== THE EXERCISE ==
Write the next part of the system design interview notes, starting right after their last line.

== SOURCE PASSAGE ==
————————
Key Design Decisions

Q: “Fan-out on write vs fan-out on read?”
Fan-out on Write:
- When user tweets, push to all followers' timelines
- Pre-compute timelines
- Fast reads (just fetch from cache)
- Problem: Celebrities with 50M followers

Fan-out on Read:
- When user opens timeline, fetch from followees
- Compute on demand
- Slow for users following many people
- Works well for celebrities

Hybrid Approach (Twitter's solution):
- Regular users: Fan-out on write
- Celebrities (>10K followers): Fan-out on read
- At read time: Merge cached timeline + celebrity tweets
- Best of both worlds
Q: “How do you rank the timeline?”
Ranking Signals:
├── Recency (newer = higher)
├── Engagement (likes, retweets, replies)
├── User affinity (interaction history)
├── Content type (media, links, text)
├── Author factors (verified, follower count)
└── Negative signals (muted words, reported)

Implementation:
1. Feature extraction at write time
2. Store features with tweet
3. ML model scores at read time
4. Sort by score
5. A/B test ranking changes
Q: “How do you handle celebrities?”
Celebrity Detection:
- Follower count > 10,000 (configurable)
- Flag in user table

Write Path for Celebrities:
- Don't fan out at write time
- Tweet goes to celebrity tweet store only

Read Path Merge:
1. Fetch user's cached timeline (fan-out on write)
2. Fetch celebrity tweets (users they follow)
3. Merge and rank
4. Return top N

Cache Strategy:
- Cache merged timeline briefly (1 minute)
- Invalidate on new celebrity tweet

Mock Interview 3: Design Uber

Setup

Interviewer: "Design the core ride-matching system for Uber.
Focus on matching riders with nearby drivers efficiently."

Requirements

✓ Scale: 1M active drivers, 10M rides/day
✓ Matching latency: < 30 seconds
✓ Geographic scope: Global, 600+ cities
✓ Driver location updates: Every 4 seconds
✓ ETA calculation needed

Key Challenges

1. Real-time location tracking at scale
2. Efficient nearby driver search
3. Supply-demand matching
4. ETA estimation
5. Handling peak hours

High-Level Design

┌─────────────────────────────────────────────────────────────┐
│                  Uber Matching System                        │
├─────────────────────────────────────────────────────────────┤
│                                                              │
│  Driver Location Updates:                                   │
│  ┌──────────┐    ┌─────────┐    ┌───────────────┐          │
│  │ Driver   │───►│ Location│───►│   Geospatial  │          │
│  │   App    │    │ Service │    │     Index     │          │
│  └──────────┘    └─────────┘    │   (QuadTree)  │          │
│                                 └───────┬───────┘          │
│                                         │                   │
│  Ride Request:                          │                   │
│  ┌──────────┐    ┌─────────┐    ┌───────▼───────┐          │
│  │  Rider   │───►│ Ride    │───►│   Matching    │          │
│  │   App    │    │ Service │    │    Engine     │          │
│  └──────────┘    └─────────┘    └───────┬───────┘          │
│                                         │                   │
│                                  ┌──────▼──────┐           │
│                                  │   Dispatch  │           │
│                                  │    to       │           │
│                                  │   Driver    │           │
│                                  └─────────────┘           │
│                                                              │
└─────────────────────────────────────────────────────────────┘

Deep Dive: Geospatial Indexing

Option 1: Geohash
- Encode lat/lng to string: "9q8yy"
————————
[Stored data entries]
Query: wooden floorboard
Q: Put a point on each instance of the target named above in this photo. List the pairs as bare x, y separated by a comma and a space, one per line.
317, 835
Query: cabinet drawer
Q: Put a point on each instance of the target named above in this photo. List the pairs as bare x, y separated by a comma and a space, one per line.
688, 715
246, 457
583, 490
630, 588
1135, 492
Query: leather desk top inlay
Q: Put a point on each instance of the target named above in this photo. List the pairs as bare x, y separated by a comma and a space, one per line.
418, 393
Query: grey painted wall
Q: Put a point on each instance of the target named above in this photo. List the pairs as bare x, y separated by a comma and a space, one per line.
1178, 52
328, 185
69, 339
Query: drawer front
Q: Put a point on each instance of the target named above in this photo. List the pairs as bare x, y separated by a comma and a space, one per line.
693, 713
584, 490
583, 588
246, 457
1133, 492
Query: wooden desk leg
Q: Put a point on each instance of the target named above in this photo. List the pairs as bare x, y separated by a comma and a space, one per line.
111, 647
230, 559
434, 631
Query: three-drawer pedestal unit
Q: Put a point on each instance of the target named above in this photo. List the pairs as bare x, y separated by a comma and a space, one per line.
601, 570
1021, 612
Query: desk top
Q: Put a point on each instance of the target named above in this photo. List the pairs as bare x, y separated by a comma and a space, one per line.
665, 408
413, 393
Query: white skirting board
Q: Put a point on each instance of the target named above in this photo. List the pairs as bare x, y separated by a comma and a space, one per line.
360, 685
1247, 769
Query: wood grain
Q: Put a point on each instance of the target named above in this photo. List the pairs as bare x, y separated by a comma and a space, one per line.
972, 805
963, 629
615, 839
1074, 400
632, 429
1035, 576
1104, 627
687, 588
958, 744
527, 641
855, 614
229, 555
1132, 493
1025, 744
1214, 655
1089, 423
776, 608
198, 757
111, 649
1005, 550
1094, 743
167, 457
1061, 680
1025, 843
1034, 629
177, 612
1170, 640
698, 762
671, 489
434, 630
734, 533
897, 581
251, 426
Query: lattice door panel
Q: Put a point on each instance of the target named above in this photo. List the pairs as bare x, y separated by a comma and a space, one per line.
————————
== ANSWER ==
- Prefix search for nearby: "9q8y*"
- Simple, works with regular indexes
- Edge case: nearby but different prefix

Option 2: QuadTree
- Recursively divide space into quadrants
- Dynamic depth based on density
- Efficient range queries
- Better for non-uniform distribution

Option 3: H3 (Uber's solution)
- Hexagonal hierarchical grid
- Multiple resolutions
- Consistent neighbor relationships
- Handles polar regions well

Implementation:
- H3 resolution 9: ~100m² hexagons
- Store driver_id → h3_cell mapping
- For pickup at H3 cell X:
  - Find drivers in cell X
  - Expand to ring-1 neighbors if needed
  - Sort by ETA, filter by availability

Matching Algorithm

def match_rider_to_driver(rider_location, ride_type):
    """
    Find best driver for rider request.
    """
    # 1. Get nearby drivers
    rider_cell = h3.geo_to_h3(
        rider_location.lat, 
        rider_location.lng, 
        resolution=9
    )
    
    search_cells = [rider_cell] + h3.k_ring(rider_cell, k=3)
    
    candidates = []
    for cell in search_cells:
        drivers = driver_index.get_drivers(cell)
        candidates.extend(drivers)
    
    # 2. Filter by availability and vehicle type
    available = [d for d in candidates 
                 if d.status == 'available' 
                 and d.vehicle_type == ride_type]
    
    # 3. Calculate ETA for each
    for driver in available:
        driver.eta = routing_service.get_eta(
            driver.location, 
            rider_location
        )
    
    # 4. Score and rank
    scored = []
    for driver in available:
        score = calculate_match_score(
            driver, 
            rider_location,
            eta=driver.eta,
            driver_rating=driver.rating,
            acceptance_rate=driver.acceptance_rate
        )
        scored.append((driver, score))
    
    scored.sort(key=lambda x: x[1], reverse=True)
    
    # 5. Dispatch to top candidate
    best_driver = scored[0][0]
    dispatch_ride(best_driver, rider_location)
    
    return best_driver

Mock Interview 4: Design Netflix

Setup

Interviewer: "Design Netflix's video streaming service.
Focus on the playback experience and content delivery."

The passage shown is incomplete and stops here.